### [TASK OBJECTIVE]
Pick out every line of the material below that contains the word "blue", and copy each of those lines.

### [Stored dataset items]
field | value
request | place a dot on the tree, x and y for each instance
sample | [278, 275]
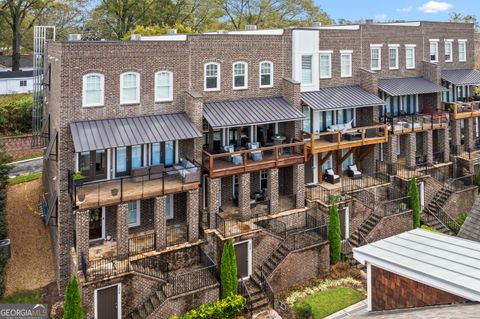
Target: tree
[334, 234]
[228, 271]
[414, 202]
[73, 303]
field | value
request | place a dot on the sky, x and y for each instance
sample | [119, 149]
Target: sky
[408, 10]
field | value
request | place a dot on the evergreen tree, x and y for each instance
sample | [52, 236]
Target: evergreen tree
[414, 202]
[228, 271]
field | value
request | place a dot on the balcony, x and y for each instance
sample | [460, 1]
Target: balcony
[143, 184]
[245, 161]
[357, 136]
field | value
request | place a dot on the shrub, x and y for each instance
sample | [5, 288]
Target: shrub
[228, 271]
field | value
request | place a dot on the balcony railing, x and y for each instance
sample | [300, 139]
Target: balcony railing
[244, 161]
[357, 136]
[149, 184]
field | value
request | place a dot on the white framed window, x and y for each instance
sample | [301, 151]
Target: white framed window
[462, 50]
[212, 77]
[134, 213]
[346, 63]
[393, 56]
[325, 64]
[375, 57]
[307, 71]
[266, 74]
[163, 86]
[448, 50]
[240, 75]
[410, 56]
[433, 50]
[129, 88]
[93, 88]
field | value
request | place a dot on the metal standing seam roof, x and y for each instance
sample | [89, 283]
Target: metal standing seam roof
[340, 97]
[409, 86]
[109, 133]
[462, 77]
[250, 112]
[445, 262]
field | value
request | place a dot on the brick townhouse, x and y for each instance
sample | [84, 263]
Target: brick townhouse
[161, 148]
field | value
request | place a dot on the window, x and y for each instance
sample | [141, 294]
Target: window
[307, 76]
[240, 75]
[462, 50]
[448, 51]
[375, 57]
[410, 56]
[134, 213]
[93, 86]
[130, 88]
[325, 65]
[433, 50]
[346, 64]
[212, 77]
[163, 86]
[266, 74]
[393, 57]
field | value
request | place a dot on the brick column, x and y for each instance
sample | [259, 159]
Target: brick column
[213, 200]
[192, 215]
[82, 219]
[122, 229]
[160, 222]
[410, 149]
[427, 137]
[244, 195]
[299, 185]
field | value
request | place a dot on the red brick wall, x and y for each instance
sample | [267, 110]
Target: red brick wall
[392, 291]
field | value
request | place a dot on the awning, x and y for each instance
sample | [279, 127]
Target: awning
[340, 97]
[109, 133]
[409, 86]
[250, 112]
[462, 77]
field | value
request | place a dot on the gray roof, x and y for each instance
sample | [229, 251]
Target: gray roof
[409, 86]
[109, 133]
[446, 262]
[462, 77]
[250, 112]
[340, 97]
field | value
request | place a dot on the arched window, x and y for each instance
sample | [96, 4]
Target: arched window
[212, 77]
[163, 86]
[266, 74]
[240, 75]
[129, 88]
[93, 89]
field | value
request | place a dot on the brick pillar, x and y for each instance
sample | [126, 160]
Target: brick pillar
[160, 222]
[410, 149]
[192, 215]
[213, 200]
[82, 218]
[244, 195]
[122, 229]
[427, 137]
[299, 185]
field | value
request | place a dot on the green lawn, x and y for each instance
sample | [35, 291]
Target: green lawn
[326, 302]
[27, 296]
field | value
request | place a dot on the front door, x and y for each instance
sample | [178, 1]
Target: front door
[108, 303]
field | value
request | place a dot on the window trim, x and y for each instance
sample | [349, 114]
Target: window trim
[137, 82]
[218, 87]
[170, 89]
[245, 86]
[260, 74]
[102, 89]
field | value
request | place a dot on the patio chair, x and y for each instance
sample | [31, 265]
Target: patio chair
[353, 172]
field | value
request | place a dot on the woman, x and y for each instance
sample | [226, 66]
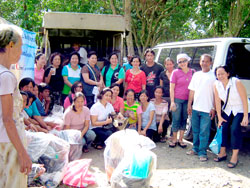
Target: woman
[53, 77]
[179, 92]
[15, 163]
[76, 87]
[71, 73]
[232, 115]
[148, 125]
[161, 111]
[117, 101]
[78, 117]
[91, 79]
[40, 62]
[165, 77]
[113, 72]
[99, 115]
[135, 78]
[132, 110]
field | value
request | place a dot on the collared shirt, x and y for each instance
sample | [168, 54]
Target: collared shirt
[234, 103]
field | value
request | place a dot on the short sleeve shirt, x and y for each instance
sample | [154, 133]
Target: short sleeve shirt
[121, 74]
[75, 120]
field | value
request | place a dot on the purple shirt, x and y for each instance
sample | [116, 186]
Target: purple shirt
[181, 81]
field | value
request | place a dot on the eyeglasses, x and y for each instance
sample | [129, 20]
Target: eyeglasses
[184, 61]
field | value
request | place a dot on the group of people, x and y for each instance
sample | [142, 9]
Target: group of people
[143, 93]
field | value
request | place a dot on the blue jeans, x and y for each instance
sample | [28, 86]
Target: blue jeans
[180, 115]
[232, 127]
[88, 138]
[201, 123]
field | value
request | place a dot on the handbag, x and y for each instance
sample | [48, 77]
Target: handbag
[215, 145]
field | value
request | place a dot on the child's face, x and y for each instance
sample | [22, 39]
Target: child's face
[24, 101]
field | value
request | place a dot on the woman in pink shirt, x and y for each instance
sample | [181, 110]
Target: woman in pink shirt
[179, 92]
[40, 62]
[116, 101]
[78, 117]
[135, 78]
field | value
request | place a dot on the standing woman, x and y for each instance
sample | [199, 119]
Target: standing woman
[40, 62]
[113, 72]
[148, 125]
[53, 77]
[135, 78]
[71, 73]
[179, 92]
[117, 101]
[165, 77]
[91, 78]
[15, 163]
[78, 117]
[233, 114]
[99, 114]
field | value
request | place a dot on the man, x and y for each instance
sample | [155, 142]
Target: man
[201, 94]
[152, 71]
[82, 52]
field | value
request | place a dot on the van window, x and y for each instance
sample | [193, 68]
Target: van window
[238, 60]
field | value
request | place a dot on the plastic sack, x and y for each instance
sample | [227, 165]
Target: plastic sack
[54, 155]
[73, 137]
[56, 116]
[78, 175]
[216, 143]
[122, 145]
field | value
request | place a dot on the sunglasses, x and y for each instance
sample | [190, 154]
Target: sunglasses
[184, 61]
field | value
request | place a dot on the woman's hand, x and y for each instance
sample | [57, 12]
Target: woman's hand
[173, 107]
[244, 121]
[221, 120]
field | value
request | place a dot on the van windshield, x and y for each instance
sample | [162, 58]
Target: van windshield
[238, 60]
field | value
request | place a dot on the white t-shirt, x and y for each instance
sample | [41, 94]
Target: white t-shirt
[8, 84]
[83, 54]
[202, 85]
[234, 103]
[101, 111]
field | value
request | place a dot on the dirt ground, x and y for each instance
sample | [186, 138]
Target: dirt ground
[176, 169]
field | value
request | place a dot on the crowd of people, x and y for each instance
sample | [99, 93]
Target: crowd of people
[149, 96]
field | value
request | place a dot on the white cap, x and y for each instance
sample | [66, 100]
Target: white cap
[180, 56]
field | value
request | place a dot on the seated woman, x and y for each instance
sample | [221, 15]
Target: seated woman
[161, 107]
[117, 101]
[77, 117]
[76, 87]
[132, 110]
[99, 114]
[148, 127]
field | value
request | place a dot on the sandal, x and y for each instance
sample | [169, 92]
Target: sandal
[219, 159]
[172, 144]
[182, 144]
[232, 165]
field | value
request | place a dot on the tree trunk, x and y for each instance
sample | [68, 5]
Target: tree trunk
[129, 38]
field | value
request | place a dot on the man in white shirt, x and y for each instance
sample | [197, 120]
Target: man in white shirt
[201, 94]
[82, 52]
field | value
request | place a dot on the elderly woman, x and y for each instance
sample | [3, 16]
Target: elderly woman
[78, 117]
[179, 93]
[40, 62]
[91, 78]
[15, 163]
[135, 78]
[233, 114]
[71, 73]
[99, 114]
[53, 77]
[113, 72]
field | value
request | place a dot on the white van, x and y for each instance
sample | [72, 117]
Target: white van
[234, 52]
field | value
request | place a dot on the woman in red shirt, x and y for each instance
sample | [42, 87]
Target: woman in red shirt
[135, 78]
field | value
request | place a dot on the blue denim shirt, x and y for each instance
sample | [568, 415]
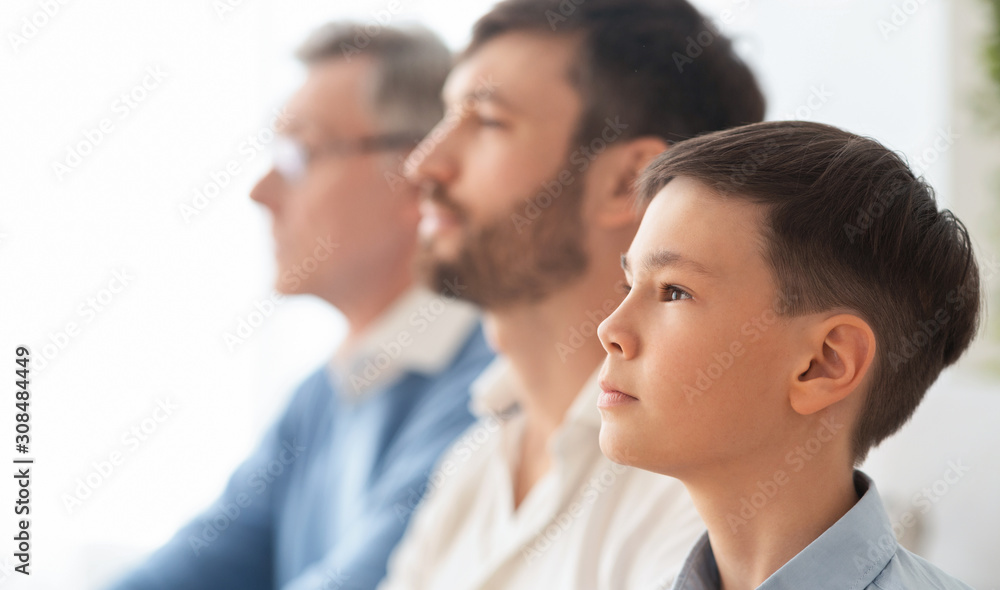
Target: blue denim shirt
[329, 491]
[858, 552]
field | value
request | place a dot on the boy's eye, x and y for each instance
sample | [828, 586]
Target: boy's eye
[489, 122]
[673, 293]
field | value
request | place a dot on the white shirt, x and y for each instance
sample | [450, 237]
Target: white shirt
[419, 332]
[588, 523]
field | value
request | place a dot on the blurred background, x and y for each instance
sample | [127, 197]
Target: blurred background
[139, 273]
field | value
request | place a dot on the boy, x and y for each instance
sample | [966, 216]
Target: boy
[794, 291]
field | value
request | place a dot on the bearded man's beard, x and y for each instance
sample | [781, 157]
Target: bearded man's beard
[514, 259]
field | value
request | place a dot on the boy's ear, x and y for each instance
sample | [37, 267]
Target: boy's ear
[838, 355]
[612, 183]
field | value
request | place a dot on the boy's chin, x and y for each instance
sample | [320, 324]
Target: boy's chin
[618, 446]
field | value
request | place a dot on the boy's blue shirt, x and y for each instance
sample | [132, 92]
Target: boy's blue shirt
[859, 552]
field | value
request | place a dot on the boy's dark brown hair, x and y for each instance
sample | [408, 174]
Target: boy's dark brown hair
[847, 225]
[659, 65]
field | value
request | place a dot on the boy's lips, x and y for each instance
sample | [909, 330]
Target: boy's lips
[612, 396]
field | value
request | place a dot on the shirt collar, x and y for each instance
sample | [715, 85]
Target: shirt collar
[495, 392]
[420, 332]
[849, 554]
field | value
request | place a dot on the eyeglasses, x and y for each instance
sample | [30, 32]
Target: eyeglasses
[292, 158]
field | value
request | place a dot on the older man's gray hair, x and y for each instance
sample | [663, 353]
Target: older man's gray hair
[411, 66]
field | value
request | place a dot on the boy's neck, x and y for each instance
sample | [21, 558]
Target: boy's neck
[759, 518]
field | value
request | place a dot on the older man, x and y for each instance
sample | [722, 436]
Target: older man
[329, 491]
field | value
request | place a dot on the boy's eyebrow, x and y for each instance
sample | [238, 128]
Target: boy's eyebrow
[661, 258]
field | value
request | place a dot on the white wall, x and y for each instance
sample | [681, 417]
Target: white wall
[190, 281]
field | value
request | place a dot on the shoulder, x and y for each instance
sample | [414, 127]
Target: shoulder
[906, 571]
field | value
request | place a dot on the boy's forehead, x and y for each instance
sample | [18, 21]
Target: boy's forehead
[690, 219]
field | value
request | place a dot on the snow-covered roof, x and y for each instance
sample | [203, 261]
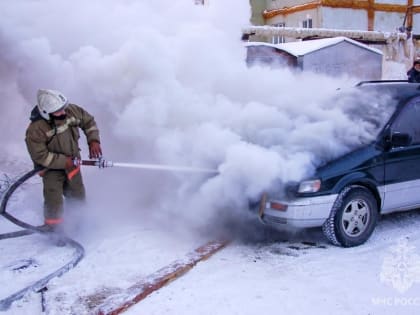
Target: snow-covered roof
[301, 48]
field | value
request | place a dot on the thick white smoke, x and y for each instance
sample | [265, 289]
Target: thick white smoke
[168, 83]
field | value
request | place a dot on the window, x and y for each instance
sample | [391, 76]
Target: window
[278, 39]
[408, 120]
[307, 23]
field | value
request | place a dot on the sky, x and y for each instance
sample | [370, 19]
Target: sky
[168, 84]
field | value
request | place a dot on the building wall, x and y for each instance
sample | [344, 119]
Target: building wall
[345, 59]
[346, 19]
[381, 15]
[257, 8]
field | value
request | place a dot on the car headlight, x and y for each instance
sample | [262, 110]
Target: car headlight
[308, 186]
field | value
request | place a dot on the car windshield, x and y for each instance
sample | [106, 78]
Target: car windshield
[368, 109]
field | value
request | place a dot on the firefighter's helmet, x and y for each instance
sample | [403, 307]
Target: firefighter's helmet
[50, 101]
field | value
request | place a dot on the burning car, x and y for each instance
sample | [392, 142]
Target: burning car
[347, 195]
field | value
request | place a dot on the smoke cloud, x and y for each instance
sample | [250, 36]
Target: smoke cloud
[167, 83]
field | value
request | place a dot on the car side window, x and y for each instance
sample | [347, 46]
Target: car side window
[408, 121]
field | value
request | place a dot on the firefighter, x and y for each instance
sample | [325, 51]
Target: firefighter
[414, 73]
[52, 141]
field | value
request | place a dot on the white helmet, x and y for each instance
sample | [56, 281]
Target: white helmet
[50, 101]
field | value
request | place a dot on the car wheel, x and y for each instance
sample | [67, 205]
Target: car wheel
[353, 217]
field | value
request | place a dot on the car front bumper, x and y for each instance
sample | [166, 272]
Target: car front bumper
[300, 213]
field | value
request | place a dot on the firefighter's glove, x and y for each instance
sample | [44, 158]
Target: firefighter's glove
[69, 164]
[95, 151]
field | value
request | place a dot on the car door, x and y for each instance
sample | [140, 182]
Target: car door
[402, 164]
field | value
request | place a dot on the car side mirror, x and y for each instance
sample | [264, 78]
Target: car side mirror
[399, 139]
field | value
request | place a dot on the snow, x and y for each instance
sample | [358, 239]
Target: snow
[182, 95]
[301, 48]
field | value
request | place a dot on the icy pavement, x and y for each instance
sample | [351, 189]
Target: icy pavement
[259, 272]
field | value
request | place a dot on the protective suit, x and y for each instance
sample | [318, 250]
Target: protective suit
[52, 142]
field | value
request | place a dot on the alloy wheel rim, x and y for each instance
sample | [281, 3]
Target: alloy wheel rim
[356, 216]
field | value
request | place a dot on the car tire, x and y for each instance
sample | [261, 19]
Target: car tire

### [ANSWER]
request | place a dot on the blue jeans, x and y for each instance
Target: blue jeans
request | place a dot on the blue denim shirt, x and y for each instance
Target: blue denim shirt
request | place a dot on the boy's blue shirt, x and y for each instance
Target: boy's blue shirt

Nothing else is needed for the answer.